Copy the data from its first line through the line that contains "[[93, 283]]", with the requests included. Increase every coordinate in the answers by 81, and leave the requests and their format samples unchanged.

=======

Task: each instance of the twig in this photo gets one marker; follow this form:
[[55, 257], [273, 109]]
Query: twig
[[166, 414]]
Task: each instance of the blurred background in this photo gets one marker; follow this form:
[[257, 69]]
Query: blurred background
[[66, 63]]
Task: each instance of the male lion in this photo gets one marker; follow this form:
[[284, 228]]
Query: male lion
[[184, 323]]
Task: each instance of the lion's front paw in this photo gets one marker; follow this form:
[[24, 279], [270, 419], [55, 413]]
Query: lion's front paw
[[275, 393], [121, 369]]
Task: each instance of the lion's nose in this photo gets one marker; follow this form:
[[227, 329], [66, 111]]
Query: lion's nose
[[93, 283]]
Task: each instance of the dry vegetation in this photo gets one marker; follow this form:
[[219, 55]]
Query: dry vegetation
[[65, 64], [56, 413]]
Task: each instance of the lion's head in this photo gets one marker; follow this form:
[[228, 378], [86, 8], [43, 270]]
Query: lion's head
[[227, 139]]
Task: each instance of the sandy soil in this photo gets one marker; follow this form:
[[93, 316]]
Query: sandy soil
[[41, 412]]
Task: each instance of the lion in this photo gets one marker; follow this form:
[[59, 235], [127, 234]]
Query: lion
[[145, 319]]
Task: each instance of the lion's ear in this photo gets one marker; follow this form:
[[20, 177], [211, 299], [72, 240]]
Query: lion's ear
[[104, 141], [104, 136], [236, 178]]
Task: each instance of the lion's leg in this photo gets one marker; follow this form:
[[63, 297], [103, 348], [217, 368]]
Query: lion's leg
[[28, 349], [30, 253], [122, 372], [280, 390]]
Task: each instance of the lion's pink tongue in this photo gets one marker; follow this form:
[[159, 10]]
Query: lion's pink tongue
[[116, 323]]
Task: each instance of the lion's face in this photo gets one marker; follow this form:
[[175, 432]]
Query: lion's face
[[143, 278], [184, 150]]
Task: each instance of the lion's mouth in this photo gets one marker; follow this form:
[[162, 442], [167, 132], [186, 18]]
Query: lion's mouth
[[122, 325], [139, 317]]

=======

- **THE RESPONSE**
Task: each instance of the twig in this photo gets one marker; follow this form:
[[55, 257], [273, 109]]
Query: twig
[[247, 495]]
Task: each instance of the blurred background in this photo gets one marker; follow this form:
[[257, 69]]
Query: blurred background
[[147, 144]]
Task: each instance of the male lion in this photo gets one marker; follow this form:
[[284, 228]]
Query: male lion
[[265, 404]]
Task: each instance of the lion's front paw in this photo gets one marker; follow this form:
[[24, 279], [270, 419], [55, 413]]
Query: lion's front paw
[[356, 474], [202, 450]]
Task: each instance of the lion's nose in this photo gets one marker; follow this form:
[[227, 329], [66, 111]]
Query: lion's nose
[[174, 364]]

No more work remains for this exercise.